PROBLEM REQUIREMENTS → Skip the pictures. Repeat everything else in the records word for word.
┌─ TASK INPUTS
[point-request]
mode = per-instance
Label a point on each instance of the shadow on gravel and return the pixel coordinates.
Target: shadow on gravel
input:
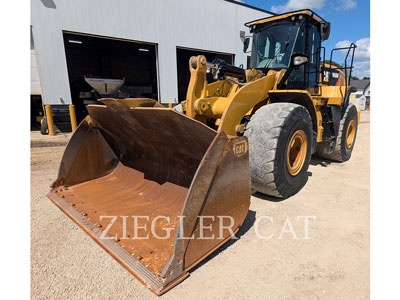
(318, 161)
(268, 197)
(248, 223)
(41, 144)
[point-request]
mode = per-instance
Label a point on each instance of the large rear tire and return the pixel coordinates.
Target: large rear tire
(344, 143)
(280, 138)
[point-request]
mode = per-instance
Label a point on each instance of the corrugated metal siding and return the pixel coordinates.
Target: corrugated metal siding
(208, 24)
(35, 80)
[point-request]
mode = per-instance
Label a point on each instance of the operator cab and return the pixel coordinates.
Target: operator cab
(290, 41)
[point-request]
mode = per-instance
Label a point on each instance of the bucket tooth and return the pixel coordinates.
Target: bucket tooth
(154, 164)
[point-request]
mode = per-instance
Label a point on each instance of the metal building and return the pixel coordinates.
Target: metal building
(148, 43)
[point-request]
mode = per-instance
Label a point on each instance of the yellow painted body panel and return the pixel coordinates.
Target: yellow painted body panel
(228, 101)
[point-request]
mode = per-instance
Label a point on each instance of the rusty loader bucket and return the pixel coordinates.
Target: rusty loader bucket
(157, 190)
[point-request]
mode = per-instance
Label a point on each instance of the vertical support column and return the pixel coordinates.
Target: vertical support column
(72, 116)
(167, 70)
(50, 122)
└─
SOLUTION →
[point-request]
mode = per-instance
Label a point on each instance of the shadow on gravel and return the pixel coordinates.
Target: shadow on gravel
input:
(318, 161)
(268, 197)
(248, 223)
(41, 144)
[point-request]
mode = per-instance
Label a point on each instance of the large rear tire and return the pixel coordinates.
Target: large rear tire
(344, 143)
(280, 138)
[point-request]
mode = per-instance
Label a point on each instance of the corrugated metal siding and return the pixel coordinates.
Target: corrugated metal siding
(208, 24)
(35, 80)
[point-request]
mode = per-instance
Label a point on each instance of the operator cab and return the pixel coordinates.
Target: operator cab
(290, 41)
[point-request]
mode = per-instance
Label a point on each instance of the bucket tooth and return the pixel coordinates.
Target: bucket tooth
(154, 164)
[point-request]
mode = per-instance
Label a point on each instance of the metal building and return the pixel coordinates.
Target: metal building
(148, 43)
[point-request]
mode = per-instance
Label a point on each instance of the yellow painted body panel and return the pixel coordinates.
Target: yellow painted body panel
(228, 101)
[point-request]
mode = per-instance
Label a point on each instance of the rusty loader bucket and return the pixel coordinates.
Target: rusty loader bucket
(157, 190)
[point-request]
mode = per-instance
Label a point on each instance of the vertical support column and return the pixel coordinates.
Target: vertical support column
(72, 116)
(167, 70)
(50, 122)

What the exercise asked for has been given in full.